Required action —
From the line containing "Could you point out the bird's" onward, retype each line of the entries below exactly, last line included.

Data excerpts —
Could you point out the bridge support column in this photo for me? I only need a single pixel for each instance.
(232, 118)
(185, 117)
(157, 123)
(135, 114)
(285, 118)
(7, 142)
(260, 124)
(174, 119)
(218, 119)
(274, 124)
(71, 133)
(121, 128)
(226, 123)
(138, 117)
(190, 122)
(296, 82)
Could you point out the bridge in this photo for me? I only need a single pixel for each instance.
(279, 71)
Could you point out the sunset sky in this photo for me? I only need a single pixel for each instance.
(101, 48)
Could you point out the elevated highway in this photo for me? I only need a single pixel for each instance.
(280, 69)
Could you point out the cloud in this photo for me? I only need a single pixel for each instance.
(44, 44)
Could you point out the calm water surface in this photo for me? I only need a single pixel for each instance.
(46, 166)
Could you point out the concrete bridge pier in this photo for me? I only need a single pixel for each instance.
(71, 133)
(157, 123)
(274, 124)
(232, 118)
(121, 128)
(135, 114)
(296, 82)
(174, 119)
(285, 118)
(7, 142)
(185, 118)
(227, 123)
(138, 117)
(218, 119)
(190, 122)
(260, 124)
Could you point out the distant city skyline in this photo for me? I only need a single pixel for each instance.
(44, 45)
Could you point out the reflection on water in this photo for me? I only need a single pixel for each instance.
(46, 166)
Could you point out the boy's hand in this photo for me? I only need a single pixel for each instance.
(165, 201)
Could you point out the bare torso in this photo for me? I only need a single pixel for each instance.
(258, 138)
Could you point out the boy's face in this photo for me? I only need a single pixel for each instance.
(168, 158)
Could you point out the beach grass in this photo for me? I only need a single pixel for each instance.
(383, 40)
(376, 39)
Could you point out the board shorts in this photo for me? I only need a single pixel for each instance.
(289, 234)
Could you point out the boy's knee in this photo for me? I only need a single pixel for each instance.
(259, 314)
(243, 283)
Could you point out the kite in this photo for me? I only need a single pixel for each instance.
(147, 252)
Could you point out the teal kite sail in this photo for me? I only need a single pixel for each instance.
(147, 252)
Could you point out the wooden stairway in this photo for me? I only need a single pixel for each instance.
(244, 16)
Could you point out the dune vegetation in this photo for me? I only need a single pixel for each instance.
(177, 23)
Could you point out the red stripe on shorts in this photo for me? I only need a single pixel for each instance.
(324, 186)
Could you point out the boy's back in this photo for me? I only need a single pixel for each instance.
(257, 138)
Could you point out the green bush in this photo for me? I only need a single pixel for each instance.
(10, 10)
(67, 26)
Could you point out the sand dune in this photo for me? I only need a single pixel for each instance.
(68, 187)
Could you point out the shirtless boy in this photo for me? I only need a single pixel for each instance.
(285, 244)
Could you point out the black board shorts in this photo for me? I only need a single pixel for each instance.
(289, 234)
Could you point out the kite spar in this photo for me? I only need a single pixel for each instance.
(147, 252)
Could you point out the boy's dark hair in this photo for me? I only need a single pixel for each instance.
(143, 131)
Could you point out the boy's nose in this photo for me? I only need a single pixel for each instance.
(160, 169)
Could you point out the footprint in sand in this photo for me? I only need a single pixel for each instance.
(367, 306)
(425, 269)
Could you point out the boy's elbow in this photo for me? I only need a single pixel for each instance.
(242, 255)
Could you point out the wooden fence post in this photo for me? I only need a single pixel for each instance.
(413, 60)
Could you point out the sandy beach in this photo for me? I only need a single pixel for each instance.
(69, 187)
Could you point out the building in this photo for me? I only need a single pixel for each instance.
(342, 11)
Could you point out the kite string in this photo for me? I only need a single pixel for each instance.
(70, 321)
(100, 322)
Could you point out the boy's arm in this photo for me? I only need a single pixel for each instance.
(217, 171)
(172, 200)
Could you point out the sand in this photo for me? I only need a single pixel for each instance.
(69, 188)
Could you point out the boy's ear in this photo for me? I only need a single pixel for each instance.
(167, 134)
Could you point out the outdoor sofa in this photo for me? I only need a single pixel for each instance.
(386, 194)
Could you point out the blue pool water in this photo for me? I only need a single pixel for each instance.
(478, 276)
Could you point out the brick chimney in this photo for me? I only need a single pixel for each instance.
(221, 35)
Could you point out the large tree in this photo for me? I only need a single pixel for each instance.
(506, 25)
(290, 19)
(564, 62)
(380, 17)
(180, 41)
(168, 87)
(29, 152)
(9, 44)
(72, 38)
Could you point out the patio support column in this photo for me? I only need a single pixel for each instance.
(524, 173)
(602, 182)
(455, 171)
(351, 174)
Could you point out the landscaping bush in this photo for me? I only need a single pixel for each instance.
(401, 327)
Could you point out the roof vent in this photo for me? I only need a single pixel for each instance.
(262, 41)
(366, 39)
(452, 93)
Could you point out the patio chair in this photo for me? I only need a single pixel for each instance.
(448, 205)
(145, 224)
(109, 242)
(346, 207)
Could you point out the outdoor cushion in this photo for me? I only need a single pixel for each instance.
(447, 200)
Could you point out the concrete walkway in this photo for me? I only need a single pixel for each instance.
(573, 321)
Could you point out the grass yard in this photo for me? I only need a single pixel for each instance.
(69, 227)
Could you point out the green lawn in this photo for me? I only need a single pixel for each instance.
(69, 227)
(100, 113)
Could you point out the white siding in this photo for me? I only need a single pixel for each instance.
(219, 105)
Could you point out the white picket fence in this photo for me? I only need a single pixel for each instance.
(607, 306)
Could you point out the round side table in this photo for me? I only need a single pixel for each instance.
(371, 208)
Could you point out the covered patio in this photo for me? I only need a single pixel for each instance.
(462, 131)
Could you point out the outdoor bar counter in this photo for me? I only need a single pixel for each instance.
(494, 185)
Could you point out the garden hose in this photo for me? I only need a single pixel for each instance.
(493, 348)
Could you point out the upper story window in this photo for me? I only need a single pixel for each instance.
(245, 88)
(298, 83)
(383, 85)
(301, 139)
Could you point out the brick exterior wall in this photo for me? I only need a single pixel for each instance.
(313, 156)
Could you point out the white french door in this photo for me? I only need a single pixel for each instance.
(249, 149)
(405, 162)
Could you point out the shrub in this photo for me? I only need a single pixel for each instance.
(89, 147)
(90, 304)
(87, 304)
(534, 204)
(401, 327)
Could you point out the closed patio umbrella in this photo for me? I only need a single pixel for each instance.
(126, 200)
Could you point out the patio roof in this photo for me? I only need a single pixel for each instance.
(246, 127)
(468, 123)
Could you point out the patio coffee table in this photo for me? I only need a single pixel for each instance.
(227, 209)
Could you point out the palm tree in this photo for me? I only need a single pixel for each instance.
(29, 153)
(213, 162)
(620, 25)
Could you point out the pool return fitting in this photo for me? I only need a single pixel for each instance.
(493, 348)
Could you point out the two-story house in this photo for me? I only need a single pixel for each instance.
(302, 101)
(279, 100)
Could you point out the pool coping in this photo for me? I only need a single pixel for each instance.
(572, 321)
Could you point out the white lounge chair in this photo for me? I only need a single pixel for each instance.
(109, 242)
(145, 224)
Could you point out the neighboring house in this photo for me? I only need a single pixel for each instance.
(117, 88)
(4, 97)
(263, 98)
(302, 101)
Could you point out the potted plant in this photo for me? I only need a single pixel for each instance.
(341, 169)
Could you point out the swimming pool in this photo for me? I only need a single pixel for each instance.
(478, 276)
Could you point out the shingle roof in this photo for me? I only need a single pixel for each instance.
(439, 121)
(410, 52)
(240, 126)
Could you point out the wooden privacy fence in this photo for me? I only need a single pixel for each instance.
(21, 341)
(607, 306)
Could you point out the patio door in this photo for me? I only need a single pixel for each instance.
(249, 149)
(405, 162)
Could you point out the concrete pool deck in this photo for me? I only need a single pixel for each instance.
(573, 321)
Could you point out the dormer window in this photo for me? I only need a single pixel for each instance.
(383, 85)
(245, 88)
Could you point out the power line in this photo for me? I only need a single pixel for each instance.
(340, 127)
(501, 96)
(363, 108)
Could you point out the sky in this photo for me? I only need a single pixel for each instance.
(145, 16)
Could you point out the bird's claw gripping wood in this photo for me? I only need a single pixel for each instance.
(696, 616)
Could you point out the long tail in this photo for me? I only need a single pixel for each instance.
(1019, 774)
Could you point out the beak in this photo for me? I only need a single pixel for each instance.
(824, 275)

Exercise solution —
Could you point out the bird's claw gripping wood in this photo for me? I only need a single pixel for each instance.
(696, 616)
Could you point out the long tail in this photo for me? I only need a single pixel for each instance.
(1019, 774)
Could you point out the beak in this photo for me? I only need a single pixel for each instance.
(824, 275)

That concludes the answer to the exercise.